- **Exercise goal**
Copy the lines below word for word, leaving out the pictures.

- **Task material**
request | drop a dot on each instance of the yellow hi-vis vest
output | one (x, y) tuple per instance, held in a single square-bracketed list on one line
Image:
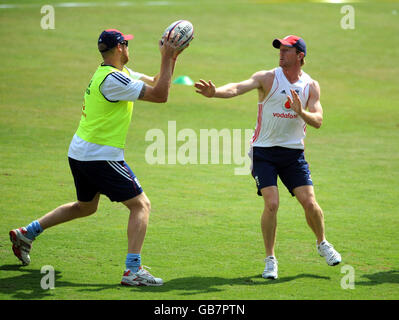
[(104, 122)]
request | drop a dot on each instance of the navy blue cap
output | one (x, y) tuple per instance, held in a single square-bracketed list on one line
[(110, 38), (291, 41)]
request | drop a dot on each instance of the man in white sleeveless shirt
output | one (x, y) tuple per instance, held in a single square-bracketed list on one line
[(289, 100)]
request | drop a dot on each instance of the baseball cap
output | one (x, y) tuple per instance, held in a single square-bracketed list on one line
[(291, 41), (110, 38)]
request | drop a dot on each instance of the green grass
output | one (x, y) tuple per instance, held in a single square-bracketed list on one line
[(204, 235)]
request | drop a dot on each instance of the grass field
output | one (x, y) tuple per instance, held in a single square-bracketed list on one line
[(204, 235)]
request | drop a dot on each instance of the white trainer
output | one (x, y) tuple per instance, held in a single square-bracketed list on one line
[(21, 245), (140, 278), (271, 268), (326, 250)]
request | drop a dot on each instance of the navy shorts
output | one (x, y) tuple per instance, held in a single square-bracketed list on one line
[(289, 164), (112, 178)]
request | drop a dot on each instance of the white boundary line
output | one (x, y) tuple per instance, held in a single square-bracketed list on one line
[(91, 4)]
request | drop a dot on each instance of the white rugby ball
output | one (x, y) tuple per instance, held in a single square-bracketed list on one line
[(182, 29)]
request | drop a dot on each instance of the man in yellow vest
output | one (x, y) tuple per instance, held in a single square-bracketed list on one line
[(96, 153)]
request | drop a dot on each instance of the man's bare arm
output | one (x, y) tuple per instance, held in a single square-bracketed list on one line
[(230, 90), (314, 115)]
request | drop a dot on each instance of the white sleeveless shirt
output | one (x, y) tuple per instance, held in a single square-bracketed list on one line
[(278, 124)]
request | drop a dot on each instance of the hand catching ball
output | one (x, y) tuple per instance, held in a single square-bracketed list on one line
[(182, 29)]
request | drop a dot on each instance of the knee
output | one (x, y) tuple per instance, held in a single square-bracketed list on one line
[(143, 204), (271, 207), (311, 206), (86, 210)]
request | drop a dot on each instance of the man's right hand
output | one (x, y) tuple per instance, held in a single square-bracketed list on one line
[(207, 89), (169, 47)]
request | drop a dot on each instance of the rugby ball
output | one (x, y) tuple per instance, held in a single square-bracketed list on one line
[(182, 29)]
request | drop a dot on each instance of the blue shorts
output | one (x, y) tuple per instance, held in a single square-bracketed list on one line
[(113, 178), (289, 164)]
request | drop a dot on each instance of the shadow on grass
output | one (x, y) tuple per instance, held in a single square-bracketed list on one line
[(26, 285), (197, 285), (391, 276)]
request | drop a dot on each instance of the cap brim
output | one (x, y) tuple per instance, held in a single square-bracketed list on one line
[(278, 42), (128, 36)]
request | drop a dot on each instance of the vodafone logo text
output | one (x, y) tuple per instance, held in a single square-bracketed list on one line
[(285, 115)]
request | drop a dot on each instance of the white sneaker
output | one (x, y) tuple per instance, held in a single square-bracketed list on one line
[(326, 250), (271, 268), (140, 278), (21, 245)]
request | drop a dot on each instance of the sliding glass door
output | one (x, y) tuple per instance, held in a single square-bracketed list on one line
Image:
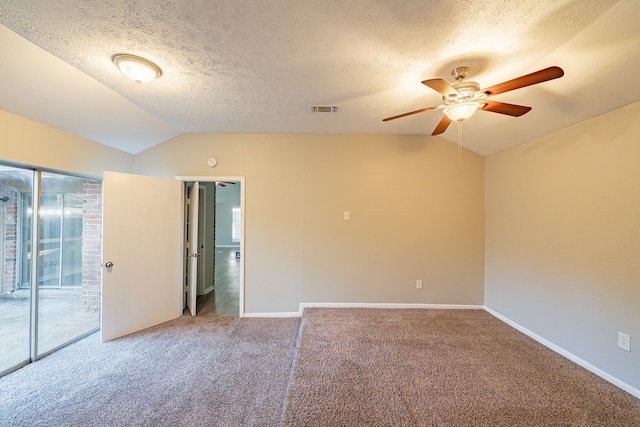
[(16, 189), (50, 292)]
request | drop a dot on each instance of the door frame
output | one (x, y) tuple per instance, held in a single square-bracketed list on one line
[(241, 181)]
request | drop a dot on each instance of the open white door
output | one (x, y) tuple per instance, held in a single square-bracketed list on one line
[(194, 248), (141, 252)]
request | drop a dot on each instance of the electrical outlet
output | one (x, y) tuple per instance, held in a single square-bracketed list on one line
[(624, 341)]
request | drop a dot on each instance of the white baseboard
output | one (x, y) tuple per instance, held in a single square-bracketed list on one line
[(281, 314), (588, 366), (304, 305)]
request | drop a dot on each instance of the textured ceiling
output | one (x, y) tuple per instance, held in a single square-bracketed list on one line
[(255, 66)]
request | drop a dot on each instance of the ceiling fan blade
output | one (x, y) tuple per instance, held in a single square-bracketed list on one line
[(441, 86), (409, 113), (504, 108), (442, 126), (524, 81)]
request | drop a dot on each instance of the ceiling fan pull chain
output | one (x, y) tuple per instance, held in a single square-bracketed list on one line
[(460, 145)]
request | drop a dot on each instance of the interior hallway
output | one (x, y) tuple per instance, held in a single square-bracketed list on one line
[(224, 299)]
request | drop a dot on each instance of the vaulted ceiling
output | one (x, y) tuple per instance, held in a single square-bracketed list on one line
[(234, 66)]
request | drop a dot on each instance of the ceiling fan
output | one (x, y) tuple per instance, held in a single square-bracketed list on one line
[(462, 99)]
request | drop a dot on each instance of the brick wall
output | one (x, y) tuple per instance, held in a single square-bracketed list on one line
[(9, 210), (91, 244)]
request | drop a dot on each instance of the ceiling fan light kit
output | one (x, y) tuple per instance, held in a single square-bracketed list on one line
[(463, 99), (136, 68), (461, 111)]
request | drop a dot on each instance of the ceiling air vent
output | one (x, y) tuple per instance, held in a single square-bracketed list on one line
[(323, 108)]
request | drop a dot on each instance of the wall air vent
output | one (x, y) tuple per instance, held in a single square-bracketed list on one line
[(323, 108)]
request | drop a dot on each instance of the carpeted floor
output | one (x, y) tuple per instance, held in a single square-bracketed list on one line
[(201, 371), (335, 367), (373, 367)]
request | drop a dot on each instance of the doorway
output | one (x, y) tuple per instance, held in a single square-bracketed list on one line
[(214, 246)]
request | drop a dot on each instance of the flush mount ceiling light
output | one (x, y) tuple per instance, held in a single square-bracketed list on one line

- **Reply**
request | drop a dot on each instance of the yellow hi-vis vest
output | one (x, y) tuple per instance, held in a single square-bracketed list on one line
Image:
[(104, 122)]
request | drop a dot on each instance of the navy blue cap
output | one (x, y) tuple per instance, held in a single square-bracketed list on one line
[(110, 38), (291, 41)]
request | drop a dot on each instance of the man in white sleeveless shirt
output | one (x, y) tuple per instance, held in a single square-bracketed list on one line
[(289, 100)]
request | drop a dot on each instance of the baseball cap
output | one (x, y) tuple per instance, held in a single square-bracketed list on one line
[(291, 41), (110, 38)]
request | drop a dot on each instance of the green grass
output | one (x, y) tuple per instance, held in a single square-bracketed list on one line
[(204, 235)]
request | drop a dot on each instance of the grass field
output | one (x, y) tuple per instance, held in a single square-bracketed list on one line
[(204, 235)]
request | drop a dot on each instance of the white trainer
output | one (x, y) tuple per instance, held in a single square-bracketed list on one line
[(21, 245), (140, 278), (271, 268), (326, 250)]
request | drop a dot on each instance of the navy shorts
output | one (x, y) tuple per instance, held in a single square-bracketed list on one line
[(289, 164), (112, 178)]
request | drop a dot on each instance of the white boundary line
output | one (x, y) tuple per instance, held in a single square-bracketed list on one line
[(91, 4)]
request | drop a dot on each instance of the white rugby ball
output | one (x, y) tuple per instance, held in a single square-bracketed list on one line
[(182, 29)]
request | drop a dot on each instance of the man in yellow vest
output | one (x, y) tuple per instance, held in a single square-bracketed list on one line
[(96, 153)]
request | drop a dot on each instance of the man's bare arm
output | one (x, y) tuple per instance, held in a single square-bracketed list on one line
[(230, 90), (314, 115)]
request | drop a dot on each instance of the white sleeveless shirt
output | one (x, y) tuple per instance, held in a single square-bracketed list on one line
[(278, 124)]
request | drop a dot on each instance of the hand catching ball
output | one (x, y) tuple per instance, held in a single square-bracketed list on one line
[(182, 29)]
request | drop a dot on each instance of the knee
output | one (x, y) tuple per instance, held in a single square-bracketed list on one line
[(143, 204), (271, 207), (311, 206), (86, 210)]
request | drop a dot on each instance of the man's right hand
output | one (x, y) tuple per instance, held in a single square-bracketed list on one line
[(207, 89), (169, 47)]
request | drop a dot on each instance of the rugby ball
output | one (x, y) tuple per instance, held in a single square-bracketed list on one line
[(182, 29)]
request | drop a dot on each instance of the blue shorts
output | one (x, y) tuple per instance, held in a single square-bracketed list on one line
[(113, 178), (289, 164)]
request | drop a dot on each instance of the shadow on grass
output | one (x, y) tuple per instance, held in a single square-bracketed list on one line
[(26, 285), (197, 285), (391, 276)]
request | drop a dot on each instance of the cap brim
output | one (x, y) tuple per instance, held in a single square-bracketed list on one line
[(278, 42), (128, 36)]
request | drop a dot on each instance of the vodafone logo text
output | one (x, y) tuple per instance, held in a single square-bracketed list on one line
[(285, 115)]
request | drop a dot on each instance of the white sneaker
output | one (x, y) tuple per instance, held in a single square-bracketed list on one line
[(326, 250), (271, 268), (140, 278), (21, 245)]
request | drop a dot on each instance of the sliding glass door
output | one (x, y) tuple per instance, held in a single square-bracketed list on one line
Image:
[(16, 189), (50, 292)]
request | drop a dot on each instance of the door frame
output | one (x, y) tuple per instance, held in a single square-bracketed list on one line
[(241, 181)]
request | drop a dot on each instance of the open white door
output | one (x, y) tuple per instance, held in a single square-bracketed list on one line
[(194, 248), (141, 252)]
request | drop a dot on each instance of the electrical outlet
output | one (x, y) tuple per instance, held in a single square-bracketed list on one line
[(624, 341)]
request | drop a dot on each instance of the white baseboard
output | one (x, y) tuple per instance, held in a single square-bracketed list on one line
[(281, 314), (588, 366), (304, 305)]
request | drop a dot on each instance of the textured ceiling
output | one (x, y) tuple per instance, held in a single square-bracketed list on one line
[(255, 66)]
request | drop a dot on each instance of the ceiling fan blade
output | one (x, y) tuple per instance, held in a single square-bracketed list on one line
[(441, 86), (409, 113), (504, 108), (442, 126), (524, 81)]
request | drop a dot on each instance of the ceiling fan pull chain
output | one (x, y) tuple per instance, held in a single square-bracketed list on one line
[(460, 145)]
request | drop a dot on each instance of the interior hallway
output | one (x, y) tuple per instance, held in a single square-bracketed list on one line
[(224, 299)]
request | drop a dot on each instance of the vaulted ceiling
output | one (x, y) tuple per instance, held in a single square-bracketed list on one line
[(234, 66)]
request | drop a dot on each instance of the ceiling fan
output | one (x, y) tuple per instance, held in a single square-bracketed list on one line
[(462, 99)]
request | drop a dot on each instance of the brick wall
output | one (x, y) tuple per instance, held in a single square-bracketed list on one line
[(9, 210), (91, 244)]
request | drop a dot on each instance of the ceiling fan light kit
output | one (x, y) tuple per instance, held in a single square-bracketed list on one line
[(463, 99), (136, 68), (461, 111)]
request | drop a dot on each instance of the ceiling air vent
output | one (x, y) tuple per instance, held in a single square-bracketed list on one line
[(323, 108)]
request | drop a dot on each instance of the wall air vent
output | one (x, y) tuple per instance, held in a single square-bracketed list on one line
[(323, 108)]
request | drop a dot on each instance of the carpeted floor
output | one (x, y) tuple per instance, held in a single square-bracketed list on one line
[(201, 371), (335, 367), (373, 367)]
request | drop a dot on each instance of the doorway
output | one (x, y) tuple per instance, held in a single square-bracketed list on one line
[(214, 246)]
request | drop a dot on each instance of the flush mount ceiling light
output | one (x, y) tuple per instance, held in a single square-bracketed list on one line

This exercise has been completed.